PROBLEM TO WORK ON » Find every line in the records that contains the word "tree" and copy each of those lines. Case counts.
━━━━━━
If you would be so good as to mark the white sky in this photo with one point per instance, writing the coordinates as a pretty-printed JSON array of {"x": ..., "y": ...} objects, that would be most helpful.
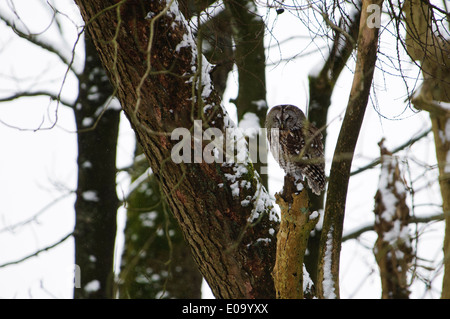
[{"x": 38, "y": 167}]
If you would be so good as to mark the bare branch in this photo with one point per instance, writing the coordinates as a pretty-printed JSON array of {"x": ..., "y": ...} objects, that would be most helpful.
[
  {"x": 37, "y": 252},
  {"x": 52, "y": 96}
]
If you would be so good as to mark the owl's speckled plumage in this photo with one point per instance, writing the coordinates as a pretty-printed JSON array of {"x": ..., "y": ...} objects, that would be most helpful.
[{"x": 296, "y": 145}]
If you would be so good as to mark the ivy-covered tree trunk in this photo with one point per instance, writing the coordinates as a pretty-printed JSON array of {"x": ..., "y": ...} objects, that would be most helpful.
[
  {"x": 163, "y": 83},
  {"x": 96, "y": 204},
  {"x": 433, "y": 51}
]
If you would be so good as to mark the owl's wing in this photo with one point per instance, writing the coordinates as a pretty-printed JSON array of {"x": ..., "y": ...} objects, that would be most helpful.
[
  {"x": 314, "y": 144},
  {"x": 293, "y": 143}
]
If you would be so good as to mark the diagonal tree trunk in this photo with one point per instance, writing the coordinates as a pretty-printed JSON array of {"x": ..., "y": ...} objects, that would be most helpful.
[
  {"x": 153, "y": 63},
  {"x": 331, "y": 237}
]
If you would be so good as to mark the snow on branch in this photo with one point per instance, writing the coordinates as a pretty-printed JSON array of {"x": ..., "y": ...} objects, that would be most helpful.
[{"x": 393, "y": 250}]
━━━━━━
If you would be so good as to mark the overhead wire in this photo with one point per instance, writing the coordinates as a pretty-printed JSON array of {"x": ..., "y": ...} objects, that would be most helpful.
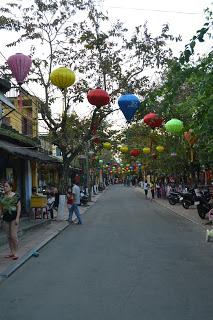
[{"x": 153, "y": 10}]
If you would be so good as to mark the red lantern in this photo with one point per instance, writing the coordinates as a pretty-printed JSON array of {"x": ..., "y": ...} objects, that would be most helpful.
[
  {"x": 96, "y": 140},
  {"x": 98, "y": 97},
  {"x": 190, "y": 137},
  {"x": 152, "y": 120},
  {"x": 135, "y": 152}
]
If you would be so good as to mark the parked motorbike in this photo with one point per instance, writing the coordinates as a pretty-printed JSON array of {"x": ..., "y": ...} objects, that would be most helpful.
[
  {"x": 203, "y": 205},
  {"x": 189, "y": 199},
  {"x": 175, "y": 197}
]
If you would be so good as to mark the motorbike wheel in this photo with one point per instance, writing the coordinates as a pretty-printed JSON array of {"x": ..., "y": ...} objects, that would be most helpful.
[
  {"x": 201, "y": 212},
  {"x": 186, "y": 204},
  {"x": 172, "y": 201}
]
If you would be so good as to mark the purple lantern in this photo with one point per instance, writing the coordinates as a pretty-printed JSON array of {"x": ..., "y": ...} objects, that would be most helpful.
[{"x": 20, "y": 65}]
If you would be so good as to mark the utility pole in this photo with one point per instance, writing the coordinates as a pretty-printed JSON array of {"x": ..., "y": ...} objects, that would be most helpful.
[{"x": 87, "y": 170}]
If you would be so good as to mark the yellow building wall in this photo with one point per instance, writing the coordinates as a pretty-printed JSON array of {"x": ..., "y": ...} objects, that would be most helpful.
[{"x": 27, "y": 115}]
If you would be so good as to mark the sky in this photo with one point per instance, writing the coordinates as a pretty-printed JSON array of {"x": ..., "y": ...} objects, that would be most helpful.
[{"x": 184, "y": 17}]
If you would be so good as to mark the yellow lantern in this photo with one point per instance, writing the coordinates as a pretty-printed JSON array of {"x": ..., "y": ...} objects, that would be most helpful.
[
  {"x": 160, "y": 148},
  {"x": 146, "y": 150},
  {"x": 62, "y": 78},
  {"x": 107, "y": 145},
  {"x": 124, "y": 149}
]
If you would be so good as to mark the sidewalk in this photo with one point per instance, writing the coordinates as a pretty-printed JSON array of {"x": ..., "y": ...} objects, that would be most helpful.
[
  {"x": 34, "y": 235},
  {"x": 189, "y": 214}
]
━━━━━━
THE RESPONSE »
If you would be so good as to mark the ivy-covered tree trunk in this photo with one point per instance, writing the coordinates as a pretty-printed JSON array of {"x": ..., "y": ...} objects, that would be most helpful.
If you would be so good as to mark the diagonal tree trunk in this photo with one point per instance, writing the coordinates as a pretty-printed JSON array of {"x": ..., "y": ...} objects, that would be most helpful.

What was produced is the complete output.